Consigne de travail →
Reproduisez intégralement, sans aucune modification, le texte sur l'enseignement à distance face à la pandémie.

Indéniablement, cette pandémie nous aura au moins enseigné l’urgence à introduire, pour dispenser les enseignements, de nouvelles méthodes qui font notamment appel aux technologies de l’information et de la communication. C’est d’ailleurs pourquoi le rapport parrainé par l’Adea recommande aussi d’«explorer les partenariats public-privé avec les fournisseurs de services numériques pour étendre l’accès au numérique et faciliter l’utilisation des DLS (Commutateur de liaison de données) dans la formation et l’apprentissage».

RENFORCEMENT DES CAPACITÉS 
La piste, privilégiée, de l’enseignement à distance et avec des outils numériques adaptés requiert ainsi un nouveau modèle économique de l’école, qui devrait produire un enseignement performant et intégrateur, à même d’atténuer puis d’annihiler les effets pervers de la pandémie, qui resteront durables si rien n’est fait. Cette option de l’utilisation de la technologie pour promouvoir l’apprentissage à distance nécessite, on s’en doute, un renforcement des capacités des enseignants en matière d’utilisation des outils requis et approches adoptées.

Extraits de données →
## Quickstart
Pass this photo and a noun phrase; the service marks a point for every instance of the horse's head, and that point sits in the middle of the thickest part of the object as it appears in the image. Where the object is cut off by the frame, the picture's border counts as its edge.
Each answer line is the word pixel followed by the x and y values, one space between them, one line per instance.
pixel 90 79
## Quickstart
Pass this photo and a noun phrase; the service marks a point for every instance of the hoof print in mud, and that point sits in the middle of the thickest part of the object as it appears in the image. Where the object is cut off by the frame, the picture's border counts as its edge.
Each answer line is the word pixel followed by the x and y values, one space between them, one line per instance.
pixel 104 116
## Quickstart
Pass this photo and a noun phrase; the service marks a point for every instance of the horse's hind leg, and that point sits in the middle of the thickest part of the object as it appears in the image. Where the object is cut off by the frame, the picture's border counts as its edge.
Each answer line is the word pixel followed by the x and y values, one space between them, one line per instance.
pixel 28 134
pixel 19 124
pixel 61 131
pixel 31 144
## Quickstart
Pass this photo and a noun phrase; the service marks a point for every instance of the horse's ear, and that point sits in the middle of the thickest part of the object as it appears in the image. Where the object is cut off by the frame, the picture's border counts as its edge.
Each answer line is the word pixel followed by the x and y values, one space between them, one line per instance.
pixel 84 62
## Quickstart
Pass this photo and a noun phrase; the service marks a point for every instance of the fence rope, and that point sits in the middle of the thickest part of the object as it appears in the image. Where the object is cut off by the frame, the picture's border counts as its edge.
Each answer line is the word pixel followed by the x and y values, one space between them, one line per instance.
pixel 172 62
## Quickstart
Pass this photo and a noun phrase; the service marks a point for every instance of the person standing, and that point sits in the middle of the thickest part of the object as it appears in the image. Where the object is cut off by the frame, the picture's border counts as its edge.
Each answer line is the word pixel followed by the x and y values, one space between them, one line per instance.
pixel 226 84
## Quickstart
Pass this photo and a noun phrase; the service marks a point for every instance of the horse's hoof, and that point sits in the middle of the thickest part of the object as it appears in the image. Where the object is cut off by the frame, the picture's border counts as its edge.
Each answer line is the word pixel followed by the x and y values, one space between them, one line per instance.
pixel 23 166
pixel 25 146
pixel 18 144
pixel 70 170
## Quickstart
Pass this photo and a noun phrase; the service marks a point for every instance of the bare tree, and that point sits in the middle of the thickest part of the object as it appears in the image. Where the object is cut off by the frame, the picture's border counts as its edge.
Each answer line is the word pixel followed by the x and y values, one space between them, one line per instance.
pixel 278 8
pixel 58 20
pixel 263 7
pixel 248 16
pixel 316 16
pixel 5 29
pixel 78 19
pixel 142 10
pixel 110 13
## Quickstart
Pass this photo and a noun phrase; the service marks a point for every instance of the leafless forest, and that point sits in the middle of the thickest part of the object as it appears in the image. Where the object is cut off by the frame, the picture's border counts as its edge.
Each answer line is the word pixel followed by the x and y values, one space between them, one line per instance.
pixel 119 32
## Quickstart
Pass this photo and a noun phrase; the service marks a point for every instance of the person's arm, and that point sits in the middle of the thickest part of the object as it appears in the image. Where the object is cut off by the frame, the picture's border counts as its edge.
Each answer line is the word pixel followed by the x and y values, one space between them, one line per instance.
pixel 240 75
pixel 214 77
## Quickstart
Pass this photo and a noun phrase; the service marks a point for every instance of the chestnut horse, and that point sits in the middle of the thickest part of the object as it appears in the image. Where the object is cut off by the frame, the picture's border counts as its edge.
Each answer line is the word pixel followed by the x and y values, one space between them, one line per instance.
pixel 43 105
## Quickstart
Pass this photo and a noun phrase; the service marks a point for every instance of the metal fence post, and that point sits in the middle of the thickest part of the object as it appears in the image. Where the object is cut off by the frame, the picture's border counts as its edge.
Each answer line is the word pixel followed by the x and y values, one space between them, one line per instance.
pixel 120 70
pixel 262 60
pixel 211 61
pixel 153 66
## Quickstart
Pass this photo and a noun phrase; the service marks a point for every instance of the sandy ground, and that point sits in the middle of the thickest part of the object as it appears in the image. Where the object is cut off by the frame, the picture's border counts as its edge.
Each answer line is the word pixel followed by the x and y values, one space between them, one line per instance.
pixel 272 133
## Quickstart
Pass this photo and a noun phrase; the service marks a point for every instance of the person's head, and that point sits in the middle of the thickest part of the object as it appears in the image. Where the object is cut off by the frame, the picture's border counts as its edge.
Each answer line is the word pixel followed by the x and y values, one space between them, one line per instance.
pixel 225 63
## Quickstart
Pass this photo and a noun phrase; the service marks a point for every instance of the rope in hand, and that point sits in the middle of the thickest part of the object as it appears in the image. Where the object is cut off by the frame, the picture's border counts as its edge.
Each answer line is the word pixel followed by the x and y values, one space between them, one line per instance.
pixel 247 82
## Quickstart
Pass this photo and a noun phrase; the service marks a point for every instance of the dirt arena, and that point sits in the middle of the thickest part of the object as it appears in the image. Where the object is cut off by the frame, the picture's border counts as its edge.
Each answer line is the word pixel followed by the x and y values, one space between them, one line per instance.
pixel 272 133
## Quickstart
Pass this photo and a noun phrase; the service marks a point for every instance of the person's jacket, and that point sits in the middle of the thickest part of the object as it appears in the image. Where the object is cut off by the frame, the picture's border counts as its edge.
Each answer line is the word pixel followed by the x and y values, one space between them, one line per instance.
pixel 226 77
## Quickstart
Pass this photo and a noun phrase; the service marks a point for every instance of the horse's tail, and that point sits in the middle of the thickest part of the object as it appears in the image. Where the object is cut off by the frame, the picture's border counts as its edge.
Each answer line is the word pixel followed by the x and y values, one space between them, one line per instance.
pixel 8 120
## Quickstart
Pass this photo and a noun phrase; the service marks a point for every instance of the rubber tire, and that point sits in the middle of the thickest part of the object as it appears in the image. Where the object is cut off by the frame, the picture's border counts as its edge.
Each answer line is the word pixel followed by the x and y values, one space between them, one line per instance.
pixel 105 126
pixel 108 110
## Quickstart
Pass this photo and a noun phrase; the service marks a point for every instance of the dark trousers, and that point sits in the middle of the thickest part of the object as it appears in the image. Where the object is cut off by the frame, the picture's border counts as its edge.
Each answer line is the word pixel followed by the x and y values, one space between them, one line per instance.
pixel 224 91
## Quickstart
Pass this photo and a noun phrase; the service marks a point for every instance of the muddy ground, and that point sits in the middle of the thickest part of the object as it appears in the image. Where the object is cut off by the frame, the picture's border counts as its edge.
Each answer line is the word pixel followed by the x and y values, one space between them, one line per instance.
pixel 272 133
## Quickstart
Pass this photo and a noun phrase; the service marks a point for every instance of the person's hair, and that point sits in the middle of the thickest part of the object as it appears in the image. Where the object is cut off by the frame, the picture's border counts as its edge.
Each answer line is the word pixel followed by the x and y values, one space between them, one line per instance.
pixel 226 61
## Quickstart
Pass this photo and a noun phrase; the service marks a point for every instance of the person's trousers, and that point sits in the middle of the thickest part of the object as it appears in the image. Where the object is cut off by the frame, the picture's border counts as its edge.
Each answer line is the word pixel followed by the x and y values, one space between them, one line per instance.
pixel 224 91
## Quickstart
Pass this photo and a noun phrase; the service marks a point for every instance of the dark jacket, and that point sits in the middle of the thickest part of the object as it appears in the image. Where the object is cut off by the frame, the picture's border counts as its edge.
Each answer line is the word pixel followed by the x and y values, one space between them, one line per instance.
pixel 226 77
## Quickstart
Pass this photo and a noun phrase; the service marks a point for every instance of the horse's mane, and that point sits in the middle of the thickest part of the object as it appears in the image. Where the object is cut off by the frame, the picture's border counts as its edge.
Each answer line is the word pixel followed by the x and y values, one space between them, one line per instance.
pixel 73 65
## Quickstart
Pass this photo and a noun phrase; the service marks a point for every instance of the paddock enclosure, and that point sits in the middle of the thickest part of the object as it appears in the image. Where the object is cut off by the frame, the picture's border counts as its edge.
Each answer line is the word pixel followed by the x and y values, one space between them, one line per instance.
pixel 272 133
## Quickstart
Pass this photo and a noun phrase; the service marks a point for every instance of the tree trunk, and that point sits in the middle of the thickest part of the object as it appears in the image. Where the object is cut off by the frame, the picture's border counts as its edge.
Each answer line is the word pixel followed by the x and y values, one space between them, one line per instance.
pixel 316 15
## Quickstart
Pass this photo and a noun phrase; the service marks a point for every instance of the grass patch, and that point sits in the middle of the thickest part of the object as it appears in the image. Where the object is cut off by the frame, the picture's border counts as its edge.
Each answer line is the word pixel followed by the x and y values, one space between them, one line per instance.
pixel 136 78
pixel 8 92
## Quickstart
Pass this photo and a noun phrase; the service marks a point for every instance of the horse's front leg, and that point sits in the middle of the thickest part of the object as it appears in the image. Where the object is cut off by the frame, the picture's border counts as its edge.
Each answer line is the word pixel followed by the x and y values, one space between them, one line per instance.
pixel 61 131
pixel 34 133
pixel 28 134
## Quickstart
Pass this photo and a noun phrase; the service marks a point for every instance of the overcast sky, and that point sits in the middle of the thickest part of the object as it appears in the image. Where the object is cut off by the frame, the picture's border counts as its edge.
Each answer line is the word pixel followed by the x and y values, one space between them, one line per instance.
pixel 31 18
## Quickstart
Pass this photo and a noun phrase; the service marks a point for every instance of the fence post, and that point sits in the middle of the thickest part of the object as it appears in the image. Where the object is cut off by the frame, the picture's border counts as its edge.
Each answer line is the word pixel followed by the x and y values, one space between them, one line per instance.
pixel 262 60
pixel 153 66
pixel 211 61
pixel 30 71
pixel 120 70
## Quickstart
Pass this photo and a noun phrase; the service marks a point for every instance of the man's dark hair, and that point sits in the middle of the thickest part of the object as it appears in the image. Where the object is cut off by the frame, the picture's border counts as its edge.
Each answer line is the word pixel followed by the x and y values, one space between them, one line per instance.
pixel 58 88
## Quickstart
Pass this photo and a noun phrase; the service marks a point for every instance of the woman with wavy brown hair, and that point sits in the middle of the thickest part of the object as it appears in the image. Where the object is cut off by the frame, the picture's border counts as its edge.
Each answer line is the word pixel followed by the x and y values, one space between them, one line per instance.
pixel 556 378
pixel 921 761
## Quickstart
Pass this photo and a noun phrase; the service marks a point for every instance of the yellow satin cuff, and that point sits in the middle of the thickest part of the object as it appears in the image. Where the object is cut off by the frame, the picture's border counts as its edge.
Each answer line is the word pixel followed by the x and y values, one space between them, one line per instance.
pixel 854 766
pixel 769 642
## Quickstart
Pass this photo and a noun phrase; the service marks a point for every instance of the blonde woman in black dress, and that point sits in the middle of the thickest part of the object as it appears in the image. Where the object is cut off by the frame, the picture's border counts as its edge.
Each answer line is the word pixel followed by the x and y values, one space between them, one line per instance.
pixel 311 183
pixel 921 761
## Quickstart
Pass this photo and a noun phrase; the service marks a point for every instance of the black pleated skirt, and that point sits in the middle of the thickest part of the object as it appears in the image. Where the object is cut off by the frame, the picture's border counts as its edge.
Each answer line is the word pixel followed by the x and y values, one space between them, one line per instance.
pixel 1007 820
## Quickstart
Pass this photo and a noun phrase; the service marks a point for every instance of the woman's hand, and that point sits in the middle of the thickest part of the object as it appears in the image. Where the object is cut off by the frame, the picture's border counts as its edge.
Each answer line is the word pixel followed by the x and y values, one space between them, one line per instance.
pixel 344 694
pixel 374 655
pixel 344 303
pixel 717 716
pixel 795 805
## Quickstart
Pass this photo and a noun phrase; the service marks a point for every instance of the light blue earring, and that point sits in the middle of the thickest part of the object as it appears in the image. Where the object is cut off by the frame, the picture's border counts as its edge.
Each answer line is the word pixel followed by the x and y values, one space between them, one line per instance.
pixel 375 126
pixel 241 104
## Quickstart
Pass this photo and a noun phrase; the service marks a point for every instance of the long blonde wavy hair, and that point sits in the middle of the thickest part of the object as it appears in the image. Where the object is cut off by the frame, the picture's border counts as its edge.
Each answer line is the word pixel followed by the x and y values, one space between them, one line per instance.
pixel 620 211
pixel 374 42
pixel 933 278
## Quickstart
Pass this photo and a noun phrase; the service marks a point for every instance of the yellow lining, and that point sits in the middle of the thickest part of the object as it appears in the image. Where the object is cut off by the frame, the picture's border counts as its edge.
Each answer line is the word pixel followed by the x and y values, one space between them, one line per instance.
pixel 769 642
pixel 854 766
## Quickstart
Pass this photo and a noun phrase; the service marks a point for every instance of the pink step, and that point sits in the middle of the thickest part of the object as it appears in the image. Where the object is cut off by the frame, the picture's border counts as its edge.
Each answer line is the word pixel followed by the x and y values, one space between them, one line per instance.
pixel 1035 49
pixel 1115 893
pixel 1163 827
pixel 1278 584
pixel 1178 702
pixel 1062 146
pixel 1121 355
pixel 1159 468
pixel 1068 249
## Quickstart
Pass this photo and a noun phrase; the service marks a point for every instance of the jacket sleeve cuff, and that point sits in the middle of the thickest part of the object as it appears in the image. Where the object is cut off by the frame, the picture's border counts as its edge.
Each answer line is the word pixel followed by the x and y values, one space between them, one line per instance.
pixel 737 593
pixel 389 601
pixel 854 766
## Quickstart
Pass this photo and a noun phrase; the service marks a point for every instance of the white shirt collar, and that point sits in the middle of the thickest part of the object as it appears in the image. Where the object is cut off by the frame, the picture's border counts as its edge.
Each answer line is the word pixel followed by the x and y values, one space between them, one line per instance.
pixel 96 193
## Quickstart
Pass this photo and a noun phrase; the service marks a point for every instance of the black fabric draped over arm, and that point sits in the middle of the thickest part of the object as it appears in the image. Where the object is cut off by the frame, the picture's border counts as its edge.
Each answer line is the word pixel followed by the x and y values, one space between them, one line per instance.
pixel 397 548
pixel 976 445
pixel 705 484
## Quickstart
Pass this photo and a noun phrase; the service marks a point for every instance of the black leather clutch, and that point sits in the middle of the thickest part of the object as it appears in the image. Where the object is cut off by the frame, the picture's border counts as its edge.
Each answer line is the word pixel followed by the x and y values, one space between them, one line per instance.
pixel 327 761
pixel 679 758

Solution rédigée →
Indéniablement, cette pandémie nous aura au moins enseigné l’urgence à introduire, pour dispenser les enseignements, de nouvelles méthodes qui font notamment appel aux technologies de l’information et de la communication. C’est d’ailleurs pourquoi le rapport parrainé par l’Adea recommande aussi d’«explorer les partenariats public-privé avec les fournisseurs de services numériques pour étendre l’accès au numérique et faciliter l’utilisation des DLS (Commutateur de liaison de données) dans la formation et l’apprentissage».

RENFORCEMENT DES CAPACITÉS 
La piste, privilégiée, de l’enseignement à distance et avec des outils numériques adaptés requiert ainsi un nouveau modèle économique de l’école, qui devrait produire un enseignement performant et intégrateur, à même d’atténuer puis d’annihiler les effets pervers de la pandémie, qui resteront durables si rien n’est fait. Cette option de l’utilisation de la technologie pour promouvoir l’apprentissage à distance nécessite, on s’en doute, un renforcement des capacités des enseignants en matière d’utilisation des outils requis et approches adoptées.